__RECORDS SHOWN__.
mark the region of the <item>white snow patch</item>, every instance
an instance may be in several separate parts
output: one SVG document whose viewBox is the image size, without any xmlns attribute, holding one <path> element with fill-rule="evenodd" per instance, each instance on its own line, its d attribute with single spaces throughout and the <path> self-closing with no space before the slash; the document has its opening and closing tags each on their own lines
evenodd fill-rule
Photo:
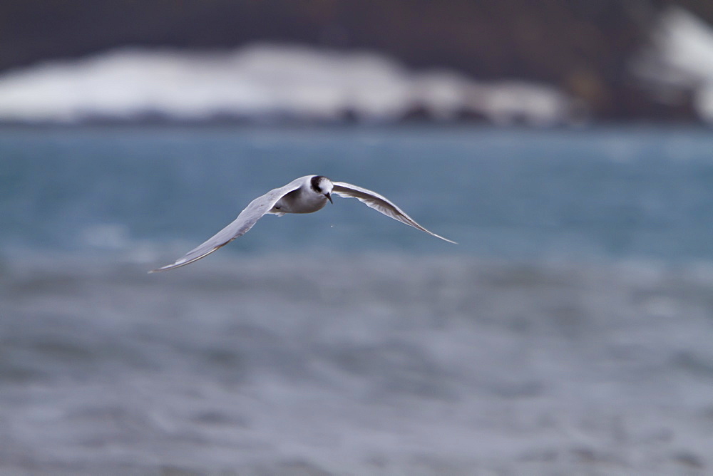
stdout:
<svg viewBox="0 0 713 476">
<path fill-rule="evenodd" d="M 485 84 L 452 71 L 414 73 L 374 53 L 256 44 L 231 51 L 122 48 L 0 75 L 0 120 L 72 123 L 92 117 L 176 120 L 287 115 L 394 120 L 422 108 L 498 123 L 568 120 L 570 98 L 543 86 Z"/>
</svg>

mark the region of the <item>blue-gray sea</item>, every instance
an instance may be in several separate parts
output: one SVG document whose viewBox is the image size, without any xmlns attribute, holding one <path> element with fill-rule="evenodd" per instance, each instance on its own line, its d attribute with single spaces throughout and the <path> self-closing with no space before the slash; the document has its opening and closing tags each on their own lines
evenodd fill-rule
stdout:
<svg viewBox="0 0 713 476">
<path fill-rule="evenodd" d="M 4 476 L 712 473 L 710 130 L 0 129 Z"/>
</svg>

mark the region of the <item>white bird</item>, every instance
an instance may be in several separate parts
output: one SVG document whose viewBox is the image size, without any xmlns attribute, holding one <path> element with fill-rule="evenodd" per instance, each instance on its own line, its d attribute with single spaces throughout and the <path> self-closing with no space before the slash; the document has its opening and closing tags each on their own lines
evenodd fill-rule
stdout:
<svg viewBox="0 0 713 476">
<path fill-rule="evenodd" d="M 175 263 L 149 272 L 166 271 L 185 266 L 210 254 L 220 247 L 247 233 L 267 213 L 282 217 L 285 213 L 312 213 L 320 210 L 327 205 L 327 200 L 332 202 L 332 193 L 336 193 L 339 197 L 356 198 L 387 217 L 449 243 L 456 243 L 426 229 L 394 203 L 376 192 L 344 182 L 332 182 L 322 175 L 305 175 L 258 197 L 250 202 L 230 224 L 205 242 L 186 253 L 185 256 Z"/>
</svg>

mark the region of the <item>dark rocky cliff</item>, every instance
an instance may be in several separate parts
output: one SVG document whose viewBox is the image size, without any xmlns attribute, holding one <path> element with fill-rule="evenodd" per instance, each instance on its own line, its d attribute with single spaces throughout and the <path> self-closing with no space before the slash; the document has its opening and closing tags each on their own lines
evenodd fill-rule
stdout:
<svg viewBox="0 0 713 476">
<path fill-rule="evenodd" d="M 627 65 L 679 0 L 24 0 L 0 3 L 0 71 L 123 45 L 208 48 L 257 41 L 367 48 L 413 68 L 520 78 L 581 98 L 595 118 L 692 120 L 685 95 L 660 103 Z"/>
</svg>

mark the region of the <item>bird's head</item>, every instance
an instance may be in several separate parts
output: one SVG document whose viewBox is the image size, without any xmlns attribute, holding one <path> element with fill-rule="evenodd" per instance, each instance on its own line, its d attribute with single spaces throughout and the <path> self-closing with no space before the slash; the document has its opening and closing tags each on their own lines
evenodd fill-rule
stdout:
<svg viewBox="0 0 713 476">
<path fill-rule="evenodd" d="M 322 175 L 314 175 L 310 180 L 310 185 L 313 190 L 324 195 L 329 202 L 332 202 L 332 189 L 334 187 L 332 180 Z"/>
</svg>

__AIM__. Reproduce each line exactly, please, except for any pictures.

__THE OUTPUT__.
mark the region of the <item>white snow patch</item>, every instance
an instance may be in several separate parts
output: one SVG document whose viewBox is the image size, without any xmlns attribute, holding one <path> element with fill-rule="evenodd" per instance, each instance on its own line, its d attribute with single spaces throughout and the <path> self-closing with no space before the slash; the document has its opening and closing tags each on their own lines
evenodd fill-rule
Photo:
stdout:
<svg viewBox="0 0 713 476">
<path fill-rule="evenodd" d="M 485 84 L 452 71 L 414 73 L 374 53 L 256 44 L 231 51 L 122 48 L 0 75 L 0 120 L 72 123 L 92 117 L 176 120 L 287 115 L 394 120 L 422 108 L 498 123 L 568 120 L 570 98 L 543 86 Z"/>
</svg>

mark the region of the <item>blue-gray sea</item>, every instance
an instance may be in several separate parts
output: one SVG document whose viewBox is the image size, without any xmlns attribute, holding one <path> element with fill-rule="evenodd" per instance, each instance on its own line, its d attribute with single spaces throughout and the <path> self-closing with no space before the slash; the document has its opening and closing tags each on their own lines
evenodd fill-rule
stdout:
<svg viewBox="0 0 713 476">
<path fill-rule="evenodd" d="M 4 476 L 712 473 L 710 130 L 0 129 Z"/>
</svg>

mark the region of the <item>white bird</item>, every instance
an instance may be in several separate parts
output: one SVG document whose viewBox is the image size, without any xmlns attribute, holding one <path> element with fill-rule="evenodd" per instance, each instance on its own line, its d attribute with single spaces throughout and the <path> self-closing with no space before the slash; the document has its opening and closing tags each on their own lines
evenodd fill-rule
stdout:
<svg viewBox="0 0 713 476">
<path fill-rule="evenodd" d="M 175 263 L 149 272 L 166 271 L 185 266 L 210 254 L 220 247 L 247 233 L 267 213 L 282 217 L 285 213 L 312 213 L 320 210 L 327 205 L 327 200 L 332 202 L 332 193 L 336 193 L 339 197 L 356 198 L 387 217 L 449 243 L 456 243 L 426 229 L 394 203 L 376 192 L 344 182 L 332 182 L 322 175 L 305 175 L 258 197 L 250 202 L 230 224 L 205 242 L 186 253 L 185 256 Z"/>
</svg>

mark the region of the <item>dark rocky cliff</item>, every instance
an instance may be in several separate parts
output: one SVG document whose viewBox is the image size, without any xmlns attribute, holding one <path> element with fill-rule="evenodd" per instance, each instance on its own line, its d attribute with single spaces throughout and the <path> self-closing with no space before the slash; the document has its opening and closing tags each on their own lines
evenodd fill-rule
stdout:
<svg viewBox="0 0 713 476">
<path fill-rule="evenodd" d="M 627 65 L 679 0 L 24 0 L 0 3 L 0 71 L 123 45 L 208 48 L 257 41 L 367 48 L 413 68 L 520 78 L 581 98 L 595 118 L 692 120 L 685 95 L 660 103 Z"/>
</svg>

mark the region of the <item>bird's head</item>, every instance
an instance may be in several separate parts
output: one SVG document whose viewBox is the image size, without any xmlns attribute, holding one <path> element with fill-rule="evenodd" per instance, each instance on its own line, its d attribute with single spaces throughout and the <path> self-closing with no space before the slash; the document has its opening and closing tags each on their own lines
evenodd fill-rule
stdout:
<svg viewBox="0 0 713 476">
<path fill-rule="evenodd" d="M 322 175 L 314 175 L 310 180 L 310 185 L 313 190 L 324 195 L 329 202 L 332 202 L 332 189 L 334 187 L 332 180 Z"/>
</svg>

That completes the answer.